■ Exercise:
Convert the items below into a two-column CSV with the headers "prompt" and "boxes" and one row per item. Put each item's text in the first column and its answer in the second, wrap each field in quotes, replace line breaks with spaces, and leave out the pictures.

■ Materials provided:
## begin

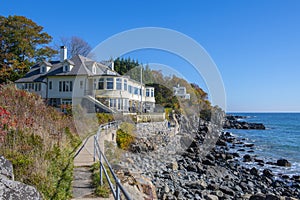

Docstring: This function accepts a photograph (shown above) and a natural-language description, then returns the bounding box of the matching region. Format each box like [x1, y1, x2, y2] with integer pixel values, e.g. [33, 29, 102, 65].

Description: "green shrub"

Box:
[96, 113, 114, 124]
[0, 85, 80, 200]
[92, 162, 115, 198]
[116, 123, 135, 150]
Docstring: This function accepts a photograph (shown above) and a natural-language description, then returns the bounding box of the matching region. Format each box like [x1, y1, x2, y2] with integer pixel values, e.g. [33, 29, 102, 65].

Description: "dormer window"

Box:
[63, 65, 70, 72]
[41, 66, 46, 74]
[63, 59, 75, 72]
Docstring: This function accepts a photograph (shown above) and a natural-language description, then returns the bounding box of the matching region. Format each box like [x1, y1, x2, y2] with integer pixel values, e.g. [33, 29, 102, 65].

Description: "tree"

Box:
[0, 16, 56, 83]
[56, 36, 92, 57]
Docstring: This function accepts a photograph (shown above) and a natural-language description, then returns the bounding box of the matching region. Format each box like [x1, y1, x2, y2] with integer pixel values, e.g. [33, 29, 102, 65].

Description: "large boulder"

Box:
[0, 156, 42, 200]
[276, 159, 292, 167]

## end

■ Result of this task:
prompt,boxes
"Docstring: This function accepts a photograph (shown above) and a natural-language description, then returns the bounding box of the matching region. Format each box like [x1, y1, x2, y2] with integer pixel values, e.g. [33, 29, 102, 65]. Description: ""green shrub"" Box:","[96, 113, 114, 124] [0, 85, 80, 200] [92, 162, 115, 198] [116, 123, 135, 150]"
"Docstring: This function accepts a photograph (shown above) and a natural-language description, then returns the bounding box of the matching region. Format each box like [x1, y1, x2, y2] with integer pixel values, e.g. [33, 29, 102, 65]. Description: ""dormer window"" Box:","[63, 65, 70, 72] [41, 66, 46, 74] [63, 59, 75, 72]"
"Docstring: This function accepts a photograph (shown above) and a natural-language description, then returns the bounding box of the matching region. Format each box like [x1, y1, x2, y2] with integer pixel values, e.g. [33, 29, 102, 65]. Description: ""tree"" Box:","[0, 16, 56, 83] [56, 36, 92, 57]"
"Docstring: This function accepts a photograph (shown above) and a natural-language description, then returns the bounding box of the matching region. Format each box like [x1, y1, x2, y2] with integer pixel values, e.g. [33, 29, 102, 65]. Description: ""large boulder"" Box:","[0, 156, 42, 200] [276, 159, 292, 167]"